+++ Extrait cité +++

En sortant de l’aeroport je m’attendais a etre assaillit par des foules de petits enfants dans une odeur de pot d’echappement, de feu de bois et d’epices avec un fond sonore de klaxons ininterrompus... Magie de l’imagination... ou simplement du vent, rien de tout ca en arrivant... a part un chauffeur de taxi, aucune solicitation, aucune odeur inhabituelle.

Apres plus de 8000km sur le bord de la route dans une douzaine de pays avec des cultures differentes on evolue, physiquement et mentalement, et l’arrivee en Inde n’est pas autant un choc que prevu... La mer noire, premiere fois que nous la rejoingnons, le plaisir d’etre la permet d’accepter de pique-niquer sur les plastiques qui jonchent le sol, les principes s’effritent...Depuis les Balkans, un peu partout sur le bord de la route les klaxons fusent pour nous encourager ou nous pousser sur le bas cote, on apprend a ne pas toujours le prendre personnellement. Marchander en Inde semble anecdotique lorsque dans la plaine du Syr Daria, tout, des cacahouettes au prix du trajet en train, est sujet a l’entourloupe. Apres un petit empoisonement alimentaire au Kazakhstan par de l’eau de citerne ou des shashliks mal cuites le corps se fortifie.

Par contre, 6 mois loin de chez soi, a essayer de s’adapter, entraine une certaine fatigue et nous ne sommes plus autant emmerveilles par les differences pour s’en rejouir ici ! (Un bon morceau de comte avec une salade verte manquent de temps en temps.) De plus le passage de la vie de nomade, libre de ses faits et gestes, a la peau de touriste fait un peu bizarre. Nous sommes dorenavant dependants des autres pour se loger et se deplacer (famille, bus, train, hotel...).

+++ Données +++

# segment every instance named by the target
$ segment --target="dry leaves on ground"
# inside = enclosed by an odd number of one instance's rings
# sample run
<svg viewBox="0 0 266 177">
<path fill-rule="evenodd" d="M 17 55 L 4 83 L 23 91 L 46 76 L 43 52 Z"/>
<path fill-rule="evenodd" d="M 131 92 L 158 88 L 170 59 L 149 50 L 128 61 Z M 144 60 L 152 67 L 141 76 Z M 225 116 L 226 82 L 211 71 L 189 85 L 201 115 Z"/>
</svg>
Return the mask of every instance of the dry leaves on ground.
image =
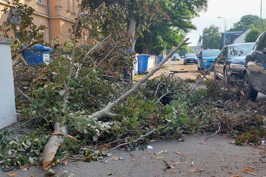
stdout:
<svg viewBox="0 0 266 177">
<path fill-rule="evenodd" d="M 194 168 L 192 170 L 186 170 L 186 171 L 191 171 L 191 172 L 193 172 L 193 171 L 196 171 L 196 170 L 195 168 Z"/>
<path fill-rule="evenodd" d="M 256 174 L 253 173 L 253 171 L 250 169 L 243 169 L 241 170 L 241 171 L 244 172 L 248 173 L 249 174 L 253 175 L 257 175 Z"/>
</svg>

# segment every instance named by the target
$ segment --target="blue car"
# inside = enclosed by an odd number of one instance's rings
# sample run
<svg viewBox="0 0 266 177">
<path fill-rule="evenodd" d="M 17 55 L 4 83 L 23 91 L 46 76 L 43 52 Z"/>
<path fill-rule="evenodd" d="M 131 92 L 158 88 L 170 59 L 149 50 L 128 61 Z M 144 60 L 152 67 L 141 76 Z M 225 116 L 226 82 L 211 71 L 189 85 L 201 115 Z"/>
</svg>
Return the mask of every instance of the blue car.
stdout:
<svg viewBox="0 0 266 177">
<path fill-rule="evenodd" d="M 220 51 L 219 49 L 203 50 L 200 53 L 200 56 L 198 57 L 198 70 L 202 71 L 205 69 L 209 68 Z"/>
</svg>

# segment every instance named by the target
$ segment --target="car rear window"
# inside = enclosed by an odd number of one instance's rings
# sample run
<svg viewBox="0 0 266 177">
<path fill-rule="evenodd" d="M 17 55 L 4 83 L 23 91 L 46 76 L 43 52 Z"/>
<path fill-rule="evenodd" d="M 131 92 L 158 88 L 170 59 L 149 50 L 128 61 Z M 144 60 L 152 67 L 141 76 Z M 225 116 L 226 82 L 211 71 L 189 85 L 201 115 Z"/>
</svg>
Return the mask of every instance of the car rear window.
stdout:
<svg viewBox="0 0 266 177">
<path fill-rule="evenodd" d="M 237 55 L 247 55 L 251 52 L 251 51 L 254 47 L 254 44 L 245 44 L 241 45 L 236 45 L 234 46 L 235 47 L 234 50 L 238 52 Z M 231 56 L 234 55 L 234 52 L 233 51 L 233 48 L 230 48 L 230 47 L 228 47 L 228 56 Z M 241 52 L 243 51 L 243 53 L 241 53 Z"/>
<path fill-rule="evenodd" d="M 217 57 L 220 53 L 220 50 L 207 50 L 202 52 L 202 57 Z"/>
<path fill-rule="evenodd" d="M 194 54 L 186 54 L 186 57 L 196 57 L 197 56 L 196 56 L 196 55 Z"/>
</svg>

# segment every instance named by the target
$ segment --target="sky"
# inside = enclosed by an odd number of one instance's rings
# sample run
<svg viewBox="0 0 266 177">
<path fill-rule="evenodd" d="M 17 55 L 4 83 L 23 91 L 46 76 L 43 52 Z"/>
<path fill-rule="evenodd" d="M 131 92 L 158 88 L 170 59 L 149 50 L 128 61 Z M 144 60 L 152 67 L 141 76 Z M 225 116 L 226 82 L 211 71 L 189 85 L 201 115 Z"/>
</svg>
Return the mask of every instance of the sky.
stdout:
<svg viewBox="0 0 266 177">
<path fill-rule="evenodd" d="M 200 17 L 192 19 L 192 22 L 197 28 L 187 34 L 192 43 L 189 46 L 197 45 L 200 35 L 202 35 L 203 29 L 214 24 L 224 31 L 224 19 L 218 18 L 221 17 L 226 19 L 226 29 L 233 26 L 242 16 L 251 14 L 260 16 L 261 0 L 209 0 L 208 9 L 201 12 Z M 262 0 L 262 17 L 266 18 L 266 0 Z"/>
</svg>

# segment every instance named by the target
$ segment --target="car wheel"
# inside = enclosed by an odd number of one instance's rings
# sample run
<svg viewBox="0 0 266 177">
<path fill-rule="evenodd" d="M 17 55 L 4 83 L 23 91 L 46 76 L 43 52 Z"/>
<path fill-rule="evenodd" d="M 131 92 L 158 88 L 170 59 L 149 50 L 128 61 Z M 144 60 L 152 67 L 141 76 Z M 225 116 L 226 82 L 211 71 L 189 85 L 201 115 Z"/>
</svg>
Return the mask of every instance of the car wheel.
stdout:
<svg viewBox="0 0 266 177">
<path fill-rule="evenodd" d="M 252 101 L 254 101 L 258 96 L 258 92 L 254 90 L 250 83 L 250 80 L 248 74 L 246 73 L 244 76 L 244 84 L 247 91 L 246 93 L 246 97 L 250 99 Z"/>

+++

_Exercice bref A_: Recopiez à l'identique le passage de l'extrait cité compris entre « Par contre, 6 » et « bus, train, hotel...). », bornes incluses.
_Exercice bref B_: Selon l'extrait cité, de qui ou de quoi les voyageurs dépendent-ils désormais pour se loger et se déplacer ? Donnez la liste complète.

_Réponse complète A_:
Par contre, 6 mois loin de chez soi, a essayer de s’adapter, entraine une certaine fatigue et nous ne sommes plus autant emmerveilles par les differences pour s’en rejouir ici ! (Un bon morceau de comte avec une salade verte manquent de temps en temps.) De plus le passage de la vie de nomade, libre de ses faits et gestes, a la peau de touriste fait un peu bizarre. Nous sommes dorenavant dependants des autres pour se loger et se deplacer (famille, bus, train, hotel...).

_Réponse complète B_:
- famille
- bus
- train
- hotel